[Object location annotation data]
________________

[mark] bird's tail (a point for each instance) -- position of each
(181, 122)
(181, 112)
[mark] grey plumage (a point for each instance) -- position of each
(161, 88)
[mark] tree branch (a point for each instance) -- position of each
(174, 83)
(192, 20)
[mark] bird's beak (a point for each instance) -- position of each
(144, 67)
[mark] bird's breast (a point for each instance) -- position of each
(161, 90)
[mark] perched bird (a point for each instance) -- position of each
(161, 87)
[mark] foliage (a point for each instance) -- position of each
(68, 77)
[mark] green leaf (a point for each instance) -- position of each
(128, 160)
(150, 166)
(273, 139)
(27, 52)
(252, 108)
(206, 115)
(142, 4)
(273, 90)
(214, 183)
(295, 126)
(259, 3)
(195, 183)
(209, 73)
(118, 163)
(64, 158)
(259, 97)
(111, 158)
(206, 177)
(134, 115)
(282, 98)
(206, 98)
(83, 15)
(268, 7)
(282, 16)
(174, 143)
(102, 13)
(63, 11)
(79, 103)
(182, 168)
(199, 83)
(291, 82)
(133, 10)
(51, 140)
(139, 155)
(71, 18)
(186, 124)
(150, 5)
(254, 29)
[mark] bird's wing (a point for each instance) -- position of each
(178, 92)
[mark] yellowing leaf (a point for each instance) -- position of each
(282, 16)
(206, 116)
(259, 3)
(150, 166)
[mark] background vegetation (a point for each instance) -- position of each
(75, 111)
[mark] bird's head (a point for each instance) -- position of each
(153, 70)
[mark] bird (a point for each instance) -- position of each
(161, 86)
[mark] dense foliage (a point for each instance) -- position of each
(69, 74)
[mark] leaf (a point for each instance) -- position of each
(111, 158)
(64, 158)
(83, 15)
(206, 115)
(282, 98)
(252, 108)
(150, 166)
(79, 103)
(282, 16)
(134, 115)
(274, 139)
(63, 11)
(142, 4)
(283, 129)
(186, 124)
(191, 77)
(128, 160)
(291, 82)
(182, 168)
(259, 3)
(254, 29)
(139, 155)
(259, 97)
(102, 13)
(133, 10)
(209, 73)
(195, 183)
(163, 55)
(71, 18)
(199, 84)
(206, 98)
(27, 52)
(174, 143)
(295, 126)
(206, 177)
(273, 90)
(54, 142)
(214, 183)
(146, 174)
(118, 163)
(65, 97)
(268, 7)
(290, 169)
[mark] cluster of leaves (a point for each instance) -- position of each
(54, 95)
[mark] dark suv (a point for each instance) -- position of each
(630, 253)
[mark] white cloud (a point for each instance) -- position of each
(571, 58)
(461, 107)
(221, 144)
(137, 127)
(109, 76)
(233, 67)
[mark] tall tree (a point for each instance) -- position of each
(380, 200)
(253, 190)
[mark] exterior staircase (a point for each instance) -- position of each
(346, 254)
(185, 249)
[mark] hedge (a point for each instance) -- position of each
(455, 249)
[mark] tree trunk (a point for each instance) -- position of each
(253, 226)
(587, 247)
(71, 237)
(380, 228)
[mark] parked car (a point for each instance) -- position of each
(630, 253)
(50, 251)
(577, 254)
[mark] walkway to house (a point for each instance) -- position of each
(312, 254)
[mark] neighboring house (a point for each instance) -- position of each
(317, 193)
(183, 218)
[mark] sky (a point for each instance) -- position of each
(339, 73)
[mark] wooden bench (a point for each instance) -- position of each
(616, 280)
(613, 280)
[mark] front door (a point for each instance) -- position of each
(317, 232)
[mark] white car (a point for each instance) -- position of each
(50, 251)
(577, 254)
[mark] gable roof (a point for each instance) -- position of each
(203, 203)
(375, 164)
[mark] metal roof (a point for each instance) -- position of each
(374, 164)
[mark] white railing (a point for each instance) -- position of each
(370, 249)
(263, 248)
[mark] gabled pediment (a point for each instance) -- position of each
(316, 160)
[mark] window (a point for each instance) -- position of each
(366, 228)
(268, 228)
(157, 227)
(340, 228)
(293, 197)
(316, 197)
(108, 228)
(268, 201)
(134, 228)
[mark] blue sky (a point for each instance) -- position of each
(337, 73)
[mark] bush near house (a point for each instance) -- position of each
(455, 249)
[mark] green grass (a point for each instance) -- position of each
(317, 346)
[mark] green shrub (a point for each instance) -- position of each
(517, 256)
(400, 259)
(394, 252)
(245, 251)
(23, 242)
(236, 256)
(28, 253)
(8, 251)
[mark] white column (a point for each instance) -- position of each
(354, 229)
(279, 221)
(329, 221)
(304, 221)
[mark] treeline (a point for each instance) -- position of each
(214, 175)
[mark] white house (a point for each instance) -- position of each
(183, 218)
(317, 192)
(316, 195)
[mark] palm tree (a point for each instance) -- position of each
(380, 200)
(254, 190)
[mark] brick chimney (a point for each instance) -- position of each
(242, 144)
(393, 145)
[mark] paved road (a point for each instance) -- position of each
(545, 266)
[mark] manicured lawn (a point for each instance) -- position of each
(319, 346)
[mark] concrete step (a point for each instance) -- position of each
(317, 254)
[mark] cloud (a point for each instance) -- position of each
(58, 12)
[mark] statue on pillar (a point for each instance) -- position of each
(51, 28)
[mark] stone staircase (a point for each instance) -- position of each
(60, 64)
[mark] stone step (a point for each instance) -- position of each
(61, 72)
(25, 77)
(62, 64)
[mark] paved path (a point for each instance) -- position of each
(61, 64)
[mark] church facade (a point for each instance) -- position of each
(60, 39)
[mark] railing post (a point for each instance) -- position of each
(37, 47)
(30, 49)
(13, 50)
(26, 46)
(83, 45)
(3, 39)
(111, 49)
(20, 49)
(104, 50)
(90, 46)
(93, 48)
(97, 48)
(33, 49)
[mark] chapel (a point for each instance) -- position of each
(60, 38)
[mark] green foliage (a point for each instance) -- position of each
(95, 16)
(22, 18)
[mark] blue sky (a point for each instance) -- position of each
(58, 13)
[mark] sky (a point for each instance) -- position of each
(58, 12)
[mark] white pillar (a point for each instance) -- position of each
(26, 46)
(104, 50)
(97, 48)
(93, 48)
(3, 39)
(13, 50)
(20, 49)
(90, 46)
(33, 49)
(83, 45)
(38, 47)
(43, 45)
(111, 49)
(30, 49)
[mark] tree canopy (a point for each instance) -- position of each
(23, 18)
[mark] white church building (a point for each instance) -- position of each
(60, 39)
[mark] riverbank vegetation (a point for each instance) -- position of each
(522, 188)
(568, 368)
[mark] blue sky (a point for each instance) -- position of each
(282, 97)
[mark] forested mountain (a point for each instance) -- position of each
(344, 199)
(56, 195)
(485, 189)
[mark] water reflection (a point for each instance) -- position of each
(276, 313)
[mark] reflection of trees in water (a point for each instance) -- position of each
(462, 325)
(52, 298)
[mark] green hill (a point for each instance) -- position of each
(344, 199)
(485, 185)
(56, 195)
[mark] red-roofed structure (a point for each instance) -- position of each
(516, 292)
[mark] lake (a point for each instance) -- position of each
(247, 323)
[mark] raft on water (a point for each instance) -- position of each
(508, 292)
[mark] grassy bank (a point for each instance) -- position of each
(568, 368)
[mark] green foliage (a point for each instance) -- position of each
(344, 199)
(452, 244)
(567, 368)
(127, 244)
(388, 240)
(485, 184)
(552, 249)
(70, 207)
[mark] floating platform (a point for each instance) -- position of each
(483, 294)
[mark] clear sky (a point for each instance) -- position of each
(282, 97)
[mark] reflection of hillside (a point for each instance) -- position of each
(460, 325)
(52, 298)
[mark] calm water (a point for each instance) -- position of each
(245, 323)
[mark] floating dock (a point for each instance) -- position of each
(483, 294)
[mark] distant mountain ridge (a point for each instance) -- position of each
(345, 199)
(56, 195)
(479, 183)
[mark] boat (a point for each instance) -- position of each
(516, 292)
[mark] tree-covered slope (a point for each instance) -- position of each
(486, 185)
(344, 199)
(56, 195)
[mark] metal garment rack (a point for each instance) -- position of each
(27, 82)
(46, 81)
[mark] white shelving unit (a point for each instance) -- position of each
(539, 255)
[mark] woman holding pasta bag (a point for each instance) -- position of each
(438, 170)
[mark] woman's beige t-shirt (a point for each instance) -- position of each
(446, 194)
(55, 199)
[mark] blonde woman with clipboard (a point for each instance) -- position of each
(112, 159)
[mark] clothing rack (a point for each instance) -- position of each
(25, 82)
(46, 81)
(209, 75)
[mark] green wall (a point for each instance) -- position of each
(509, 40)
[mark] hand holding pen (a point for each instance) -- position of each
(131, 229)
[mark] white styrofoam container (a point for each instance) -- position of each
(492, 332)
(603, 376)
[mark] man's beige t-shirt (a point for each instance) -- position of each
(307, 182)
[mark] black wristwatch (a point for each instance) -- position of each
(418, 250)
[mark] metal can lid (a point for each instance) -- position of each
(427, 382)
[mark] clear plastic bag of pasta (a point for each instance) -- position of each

________________

Reproduce the stretch from the line containing "[mark] white shelving" through the end of the items, switching "wristwatch" to "watch" and leaving everything else unchanged.

[mark] white shelving unit (a point for each instance) -- position of each
(539, 255)
[mark] woman holding pasta bag (a point for each instance) -- position of each
(438, 170)
[mark] woman's beige t-shirt (a point for each instance) -- position of each
(446, 194)
(55, 199)
[mark] blonde woman with clipboard (a point for each instance) -- position of each
(112, 159)
[mark] clothing rack (a point for each instance) -- position of each
(25, 82)
(46, 81)
(209, 75)
[mark] green wall (a point for each instance) -- position of each
(509, 40)
[mark] hand holding pen (a point for each instance) -- position of each
(131, 229)
[mark] white styrofoam container (a point for each instance) -- position of each
(492, 332)
(603, 376)
[mark] man's beige t-shirt (a point for each instance) -- position of each
(307, 182)
[mark] black watch (a point for each instance) -- position of each
(418, 250)
[mark] metal can lid (a point for each instance) -- position of each
(427, 382)
[mark] clear plastic bag of pasta (a point for each instance) -- position of each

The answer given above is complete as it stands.